[Dataset records]
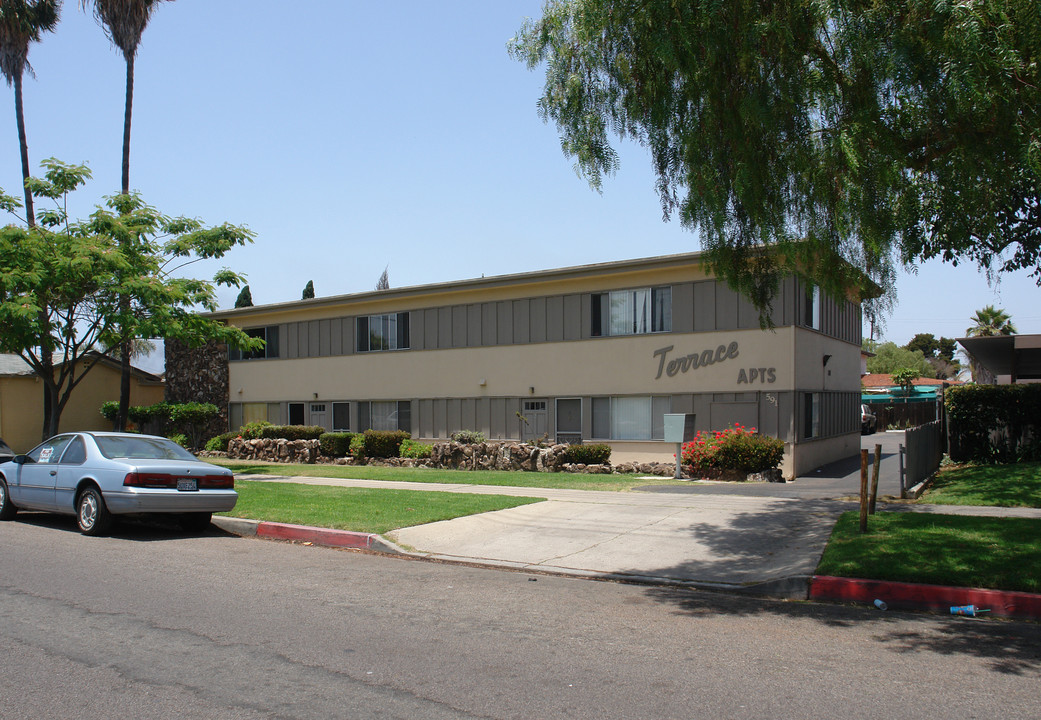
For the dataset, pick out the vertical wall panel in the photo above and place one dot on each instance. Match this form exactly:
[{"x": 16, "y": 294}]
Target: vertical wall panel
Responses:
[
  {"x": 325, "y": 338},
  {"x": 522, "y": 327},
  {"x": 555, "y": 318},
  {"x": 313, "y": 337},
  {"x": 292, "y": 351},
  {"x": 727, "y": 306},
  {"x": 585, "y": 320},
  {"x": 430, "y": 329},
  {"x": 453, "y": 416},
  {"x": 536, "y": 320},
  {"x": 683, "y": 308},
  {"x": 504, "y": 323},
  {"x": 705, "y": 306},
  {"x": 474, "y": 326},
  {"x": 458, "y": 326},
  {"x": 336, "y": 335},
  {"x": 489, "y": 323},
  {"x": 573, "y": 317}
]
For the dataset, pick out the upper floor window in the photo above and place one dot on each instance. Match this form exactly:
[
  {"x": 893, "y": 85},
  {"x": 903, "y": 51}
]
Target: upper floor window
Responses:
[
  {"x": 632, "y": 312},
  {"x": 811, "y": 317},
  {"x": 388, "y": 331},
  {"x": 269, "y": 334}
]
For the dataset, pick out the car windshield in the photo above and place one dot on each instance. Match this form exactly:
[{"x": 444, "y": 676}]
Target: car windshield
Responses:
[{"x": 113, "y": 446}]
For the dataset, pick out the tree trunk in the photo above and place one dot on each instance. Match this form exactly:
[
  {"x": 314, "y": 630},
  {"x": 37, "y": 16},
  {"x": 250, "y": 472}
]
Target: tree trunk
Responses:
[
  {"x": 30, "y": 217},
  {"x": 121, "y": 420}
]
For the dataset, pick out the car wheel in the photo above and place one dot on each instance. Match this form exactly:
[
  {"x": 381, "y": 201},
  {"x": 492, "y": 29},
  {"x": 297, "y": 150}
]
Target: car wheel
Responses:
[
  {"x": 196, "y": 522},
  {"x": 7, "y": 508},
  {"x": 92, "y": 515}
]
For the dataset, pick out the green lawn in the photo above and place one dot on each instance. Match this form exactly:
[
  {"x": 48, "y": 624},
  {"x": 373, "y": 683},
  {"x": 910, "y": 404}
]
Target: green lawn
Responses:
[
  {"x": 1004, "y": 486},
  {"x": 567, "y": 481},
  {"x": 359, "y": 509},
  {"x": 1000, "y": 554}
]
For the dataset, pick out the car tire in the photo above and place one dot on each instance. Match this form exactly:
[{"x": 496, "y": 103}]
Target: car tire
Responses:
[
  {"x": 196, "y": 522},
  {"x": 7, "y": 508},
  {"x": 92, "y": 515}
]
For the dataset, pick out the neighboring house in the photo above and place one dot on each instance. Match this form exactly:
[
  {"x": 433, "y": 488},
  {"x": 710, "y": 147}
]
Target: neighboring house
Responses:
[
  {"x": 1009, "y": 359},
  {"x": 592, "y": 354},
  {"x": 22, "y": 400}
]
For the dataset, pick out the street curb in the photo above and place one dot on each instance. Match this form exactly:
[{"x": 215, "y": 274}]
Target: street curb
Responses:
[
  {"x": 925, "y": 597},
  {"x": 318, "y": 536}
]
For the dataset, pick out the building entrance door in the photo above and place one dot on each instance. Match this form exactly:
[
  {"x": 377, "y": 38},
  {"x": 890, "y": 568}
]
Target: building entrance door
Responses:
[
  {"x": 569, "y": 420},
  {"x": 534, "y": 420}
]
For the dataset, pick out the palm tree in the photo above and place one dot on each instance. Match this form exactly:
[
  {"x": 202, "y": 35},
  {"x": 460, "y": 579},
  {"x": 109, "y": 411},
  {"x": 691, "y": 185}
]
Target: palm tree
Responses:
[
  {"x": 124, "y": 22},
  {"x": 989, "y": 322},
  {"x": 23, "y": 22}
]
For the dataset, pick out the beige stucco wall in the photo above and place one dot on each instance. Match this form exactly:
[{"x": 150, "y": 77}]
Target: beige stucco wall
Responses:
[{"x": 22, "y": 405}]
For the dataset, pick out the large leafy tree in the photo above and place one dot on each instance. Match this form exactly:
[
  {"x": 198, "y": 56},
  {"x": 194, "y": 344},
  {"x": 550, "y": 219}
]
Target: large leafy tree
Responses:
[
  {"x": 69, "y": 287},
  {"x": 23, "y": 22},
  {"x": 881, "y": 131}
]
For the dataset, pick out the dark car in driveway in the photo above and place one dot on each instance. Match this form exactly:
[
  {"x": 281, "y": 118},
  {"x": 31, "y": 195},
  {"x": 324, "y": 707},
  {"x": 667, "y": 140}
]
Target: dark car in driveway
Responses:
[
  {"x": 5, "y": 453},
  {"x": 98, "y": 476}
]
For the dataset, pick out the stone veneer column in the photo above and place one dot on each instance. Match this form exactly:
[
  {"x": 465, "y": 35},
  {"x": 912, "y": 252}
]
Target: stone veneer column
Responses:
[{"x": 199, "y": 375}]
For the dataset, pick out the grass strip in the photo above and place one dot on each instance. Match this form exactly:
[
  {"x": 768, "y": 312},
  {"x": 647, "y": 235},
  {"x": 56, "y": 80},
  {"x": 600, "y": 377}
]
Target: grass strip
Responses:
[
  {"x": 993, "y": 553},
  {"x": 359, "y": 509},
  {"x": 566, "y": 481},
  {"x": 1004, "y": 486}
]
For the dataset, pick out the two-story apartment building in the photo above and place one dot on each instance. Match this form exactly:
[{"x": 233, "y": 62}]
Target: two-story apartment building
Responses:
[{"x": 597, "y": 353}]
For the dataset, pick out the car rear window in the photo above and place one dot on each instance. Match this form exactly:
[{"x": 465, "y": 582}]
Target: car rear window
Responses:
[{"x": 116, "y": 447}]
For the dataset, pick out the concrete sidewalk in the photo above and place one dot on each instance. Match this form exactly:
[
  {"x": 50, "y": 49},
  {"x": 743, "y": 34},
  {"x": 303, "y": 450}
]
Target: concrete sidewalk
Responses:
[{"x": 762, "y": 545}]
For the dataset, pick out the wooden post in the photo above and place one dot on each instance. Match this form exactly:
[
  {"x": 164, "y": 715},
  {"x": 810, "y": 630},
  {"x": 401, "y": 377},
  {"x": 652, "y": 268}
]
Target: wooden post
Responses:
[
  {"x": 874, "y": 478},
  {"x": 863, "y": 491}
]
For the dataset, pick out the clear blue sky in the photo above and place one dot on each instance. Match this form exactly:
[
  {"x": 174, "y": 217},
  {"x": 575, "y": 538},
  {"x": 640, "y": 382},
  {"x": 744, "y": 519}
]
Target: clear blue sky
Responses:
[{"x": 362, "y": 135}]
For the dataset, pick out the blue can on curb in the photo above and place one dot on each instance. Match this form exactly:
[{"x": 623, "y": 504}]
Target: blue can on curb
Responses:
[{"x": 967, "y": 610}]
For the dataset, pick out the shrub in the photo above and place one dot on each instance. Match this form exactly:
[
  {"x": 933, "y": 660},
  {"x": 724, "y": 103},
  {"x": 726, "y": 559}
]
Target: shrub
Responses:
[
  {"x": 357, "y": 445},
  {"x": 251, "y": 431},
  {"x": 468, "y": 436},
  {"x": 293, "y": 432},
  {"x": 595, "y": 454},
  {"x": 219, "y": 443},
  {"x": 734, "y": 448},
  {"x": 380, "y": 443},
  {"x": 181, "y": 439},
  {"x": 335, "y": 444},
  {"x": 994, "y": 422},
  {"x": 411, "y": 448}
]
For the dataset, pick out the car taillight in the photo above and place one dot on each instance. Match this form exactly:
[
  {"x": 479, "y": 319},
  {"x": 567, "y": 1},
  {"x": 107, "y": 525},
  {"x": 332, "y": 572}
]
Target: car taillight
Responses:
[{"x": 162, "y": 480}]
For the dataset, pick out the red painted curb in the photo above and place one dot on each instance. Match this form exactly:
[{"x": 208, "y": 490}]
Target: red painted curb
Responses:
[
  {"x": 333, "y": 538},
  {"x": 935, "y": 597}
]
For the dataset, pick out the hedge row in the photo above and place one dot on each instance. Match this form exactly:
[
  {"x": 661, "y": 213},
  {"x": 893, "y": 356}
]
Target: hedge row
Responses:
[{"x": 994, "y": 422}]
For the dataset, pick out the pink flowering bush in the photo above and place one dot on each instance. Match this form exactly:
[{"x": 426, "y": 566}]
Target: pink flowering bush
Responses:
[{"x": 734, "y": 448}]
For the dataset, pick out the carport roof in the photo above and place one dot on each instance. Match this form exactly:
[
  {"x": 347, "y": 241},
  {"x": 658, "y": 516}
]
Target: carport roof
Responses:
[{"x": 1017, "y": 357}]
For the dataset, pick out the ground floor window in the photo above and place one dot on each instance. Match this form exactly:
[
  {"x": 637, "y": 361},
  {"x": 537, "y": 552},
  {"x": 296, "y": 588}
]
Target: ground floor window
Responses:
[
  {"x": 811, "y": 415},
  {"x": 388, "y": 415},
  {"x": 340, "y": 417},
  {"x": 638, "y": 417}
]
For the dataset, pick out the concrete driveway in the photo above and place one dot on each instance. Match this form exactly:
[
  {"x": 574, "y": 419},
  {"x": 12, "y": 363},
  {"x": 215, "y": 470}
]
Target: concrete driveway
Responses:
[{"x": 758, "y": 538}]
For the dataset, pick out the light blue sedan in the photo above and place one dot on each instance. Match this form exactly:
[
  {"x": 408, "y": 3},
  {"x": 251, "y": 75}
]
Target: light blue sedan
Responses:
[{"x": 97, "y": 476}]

- THE PROBLEM -
The lines holding the word "rear" are the answer. Find them in the entries and copy them.

- EXERCISE ANSWER -
For the dataset, pick out the car rear window in the photo above and place one dot on each instance. Match this form exactly:
Target: car rear window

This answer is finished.